--- begin Exercise data ---

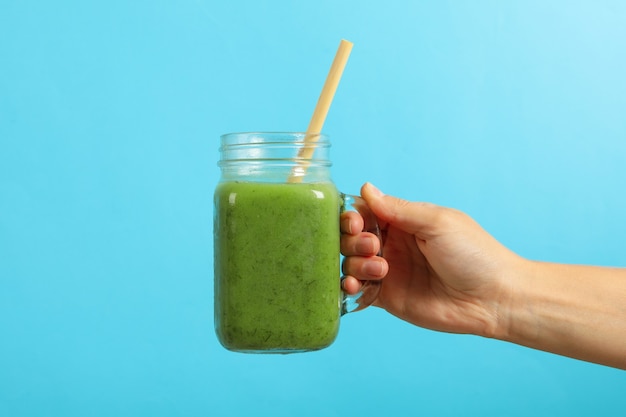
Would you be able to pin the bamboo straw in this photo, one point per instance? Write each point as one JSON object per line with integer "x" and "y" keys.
{"x": 321, "y": 110}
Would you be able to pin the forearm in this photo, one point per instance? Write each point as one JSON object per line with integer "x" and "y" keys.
{"x": 572, "y": 310}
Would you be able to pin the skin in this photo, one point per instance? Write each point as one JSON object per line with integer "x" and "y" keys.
{"x": 442, "y": 271}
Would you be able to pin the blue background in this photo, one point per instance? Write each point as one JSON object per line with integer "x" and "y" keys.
{"x": 110, "y": 114}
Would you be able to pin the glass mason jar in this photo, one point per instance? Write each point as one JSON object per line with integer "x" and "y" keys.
{"x": 276, "y": 244}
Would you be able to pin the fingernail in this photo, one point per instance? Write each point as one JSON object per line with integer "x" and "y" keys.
{"x": 374, "y": 268}
{"x": 375, "y": 190}
{"x": 365, "y": 246}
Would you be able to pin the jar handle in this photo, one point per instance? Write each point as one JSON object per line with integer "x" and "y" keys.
{"x": 370, "y": 288}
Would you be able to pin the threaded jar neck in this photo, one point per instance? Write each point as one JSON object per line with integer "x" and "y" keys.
{"x": 274, "y": 156}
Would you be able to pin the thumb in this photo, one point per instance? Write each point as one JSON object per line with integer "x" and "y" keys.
{"x": 411, "y": 217}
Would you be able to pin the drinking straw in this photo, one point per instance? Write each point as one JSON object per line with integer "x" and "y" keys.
{"x": 321, "y": 110}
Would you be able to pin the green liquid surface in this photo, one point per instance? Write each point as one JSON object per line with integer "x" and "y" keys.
{"x": 277, "y": 283}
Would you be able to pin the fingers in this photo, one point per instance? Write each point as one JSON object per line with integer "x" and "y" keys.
{"x": 365, "y": 267}
{"x": 422, "y": 219}
{"x": 351, "y": 222}
{"x": 362, "y": 244}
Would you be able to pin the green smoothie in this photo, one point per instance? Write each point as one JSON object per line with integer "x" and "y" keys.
{"x": 276, "y": 266}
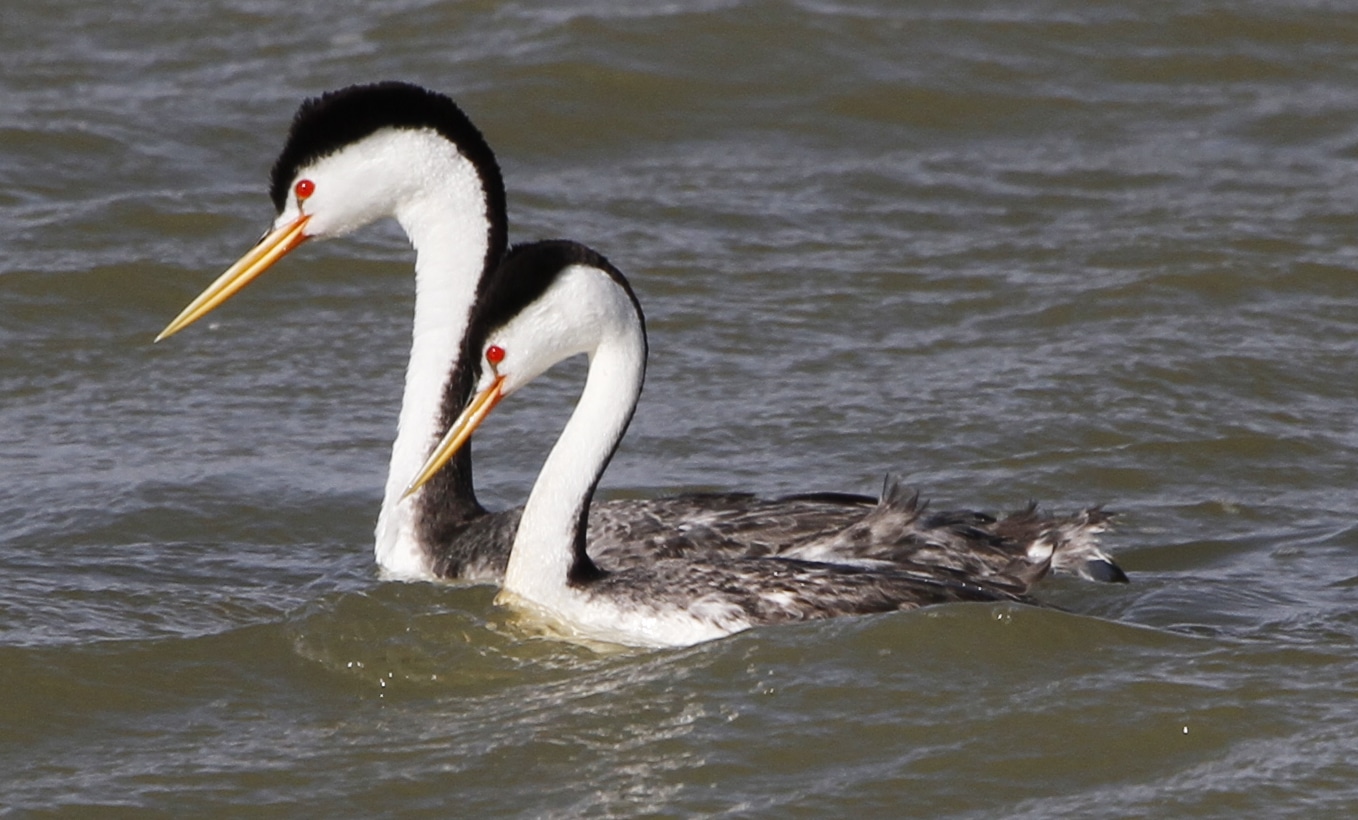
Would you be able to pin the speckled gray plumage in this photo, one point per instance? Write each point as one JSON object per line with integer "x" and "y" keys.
{"x": 895, "y": 530}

--- end Exercise data ---

### Brief
Write out every line of the material above word for word, leaving out the pictures.

### Answer to the problem
Would you be able to pin the bamboo straw in this photo, one point per instance? Write each point as one JSON object per line with integer "x" and "y" keys.
{"x": 321, "y": 110}
Would you be able to pin the forearm in this photo, one point per instance? Write each point as one JSON object per line with integer "x" and "y" keys.
{"x": 572, "y": 310}
Would you be able to pin the skin in this photo, one point per instance? Write each point as one JSON object per line with integer "x" and "y" keys.
{"x": 442, "y": 271}
Would you be able to pin the blue background in this photo, one point per instance? Write each point as one JSON object per line with integer "x" and "y" keys.
{"x": 110, "y": 114}
Would you be able to pin the glass mason jar in this photo, one point per instance? Write each point as one JSON object per line with integer "x" and "y" keys.
{"x": 276, "y": 244}
Would you be able to pin the fingernail in this photo, one point per instance? Write each point as one JSON object per line with integer "x" and "y" keys.
{"x": 374, "y": 268}
{"x": 375, "y": 190}
{"x": 365, "y": 246}
Would you be able to pin the jar handle in this photo, one point per instance? Write each point as one JSON object per line with integer "x" and "y" keys.
{"x": 370, "y": 288}
Would you be able to pin the threaded jar neck in this photo, one point per instance? Write each point as one JSON object per line with integer "x" and "y" keys.
{"x": 274, "y": 156}
Would you be able to pin the thumb in this photo, one point per instance? Write each point as one JSON object per line with integer "x" and "y" keys.
{"x": 411, "y": 217}
Would you be able to pin the drinking straw in this photo, one point per instance? Write each point as one JSON object per line with integer "x" and "y" keys.
{"x": 321, "y": 110}
Would you be able to pin the green liquid surface in this photo, one point per instance? Write each point as one JSON object per line with integer "x" and "y" keys.
{"x": 277, "y": 283}
Would you be able to pin the fingers in this photo, one point per instance? Write each point as one JSON object per line with integer "x" and "y" keys.
{"x": 365, "y": 267}
{"x": 422, "y": 219}
{"x": 351, "y": 222}
{"x": 362, "y": 244}
Would you be able to pin the green smoothie in this photo, one point per instance? Write each point as one JSON object per line with integer "x" and "y" keys.
{"x": 276, "y": 266}
Would you be able to pin the speckled gray plumage in this photo, one point per instance? Write each point as one JSON object per line with integer "x" and "y" keys.
{"x": 895, "y": 530}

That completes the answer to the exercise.